Green buildings are better for the planet, but a growing movement of healthy workplaces shows they can be good for people too.
Responding to new research that shows the multiple impacts that the built and indoor environment have on human health, developers are increasingly moving beyond energy efficiency to promote the health and well-being of people who live, work and play there.
Besides reducing the built environment’s carbon footprint by minimising water, waste and energy consumption, green design features and amenities are being integrated into office spaces to improve the health and productivity of employees and other building occupants.
“There’s a lot of evidence on how buildings have an impact on human life, even though the focus has more often been on their environmental footprint. What we are now seeing is how healthy buildings, which are both sustainable and beneficial for people, can make workers more productive and less likely to get sick,” said Scott Dunn, vice-president of engineering firm AECOM at this year’s International Built Environment Week, organised by Singapore’s Building and Construction Authority.
“There’s been an uptake in places such as care and medical centres in many of our cities, but it’s not necessarily the right or only way to approach what we could be doing for overall society, which is to influence better health in the built environment.” said Dunn.
He added that while the relationship between the indoor environment and human health has been explored in studies on the sick building syndrome, which links human illnesses to unhealthy conditions indoors, developers today have to do more than “getting rid of the bad stuff” in their spaces.
They can introduce elements that can improve occupants’ health and well-being, such as biophilic features (which foster closer connections between people and the natural environment), better indoor air quality and ventilation, natural lighting and active design elements that make physical activity and healthy food more appealing to people.
Is there a business case for healthy buildings?
According to Dunn, developers that have sought building certifications such as the Well Building Standard or the Fitwel Standard, which support healthier workplace environments, were convinced that investments to improve occupant health will pay off in the long run.

(Dataset records)
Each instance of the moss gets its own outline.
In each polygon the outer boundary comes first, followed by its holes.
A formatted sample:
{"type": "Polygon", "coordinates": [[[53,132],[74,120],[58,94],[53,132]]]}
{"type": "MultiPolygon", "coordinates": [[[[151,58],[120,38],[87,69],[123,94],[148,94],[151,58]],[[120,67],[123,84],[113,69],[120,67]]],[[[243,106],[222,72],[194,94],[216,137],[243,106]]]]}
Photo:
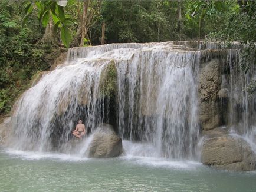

Exercise goal: Pick up the article on healthy green buildings after its final sentence and write the next part. The listing is not needed for anything here.

Answer box:
“The market trends show a renewed emphasis on healthy lifestyles, fitness, nutrition and people being more conscious about their living and eating habits in general. The business case now starts with a combination of consumer focus on wellness and the need to make workplaces more attractive,” he said.
Healthier and more conducive work environments help increase tenant productivity and employee satisfaction, according to recent studies.
In a 2017 survey by non-profit corporate real estate association CoreNet Global and CBRE, an American commercial real estate services and investment firm, 47 per cent of senior executives across real estate, tech and finance companies reported increased employee engagement and 25 per cent reported a rise in employee retention when they improved their workplace health and wellness design.
According to Dunn, more employers are now willing to pay a premium for offices that boost recruitment, productivity and retention.
Making space in the city for human well-being
“As humans, we have an innate link to nature and as the world becomes more urbanised, we will grow even more drawn to it. An abundance of greenery and biophilic elements that mimic nature in the workplace reduces stress and enhances the human experience,” said Angela Spathonis, studio director at Gensler, a global design and architecture firm based in the United States.
Speaking on a panel about “Improving liveability through greener and healthier spaces,” Spathonis added that biophilic features in the workplace go a long way in reducing employee turnover and increasing productivity, which generates economic benefits ranging from US$1,000 per employee to US$3.6 million company-wide.
Spathonis’ company is behind engineering firm Glumac’s carbon-neutral office in Shanghai in China. The 6,000 square-foot office, the first to apply for the rigorous Living Building Challenge project certification in Asia, is equipped with an indoor air monitoring system that allows occupants to check the level of toxicity in the indoor air on their mobile phones. A green wall also helps to filter any pollution coming in from the outdoor downtown area.
Urban planners in Asia are also incorporating greener and healthier spaces into the built environment by designing outdoor areas to increase people’s mental well-being and relieve stress.
“City living is often stressful and urban development has a significant impact on public health,” said M Pungkothai, director of the Community-in-Bloom and Skyrise Greenery programme at Singapore’s National Parks Board, which introduced therapeutic gardens at several parks across the country.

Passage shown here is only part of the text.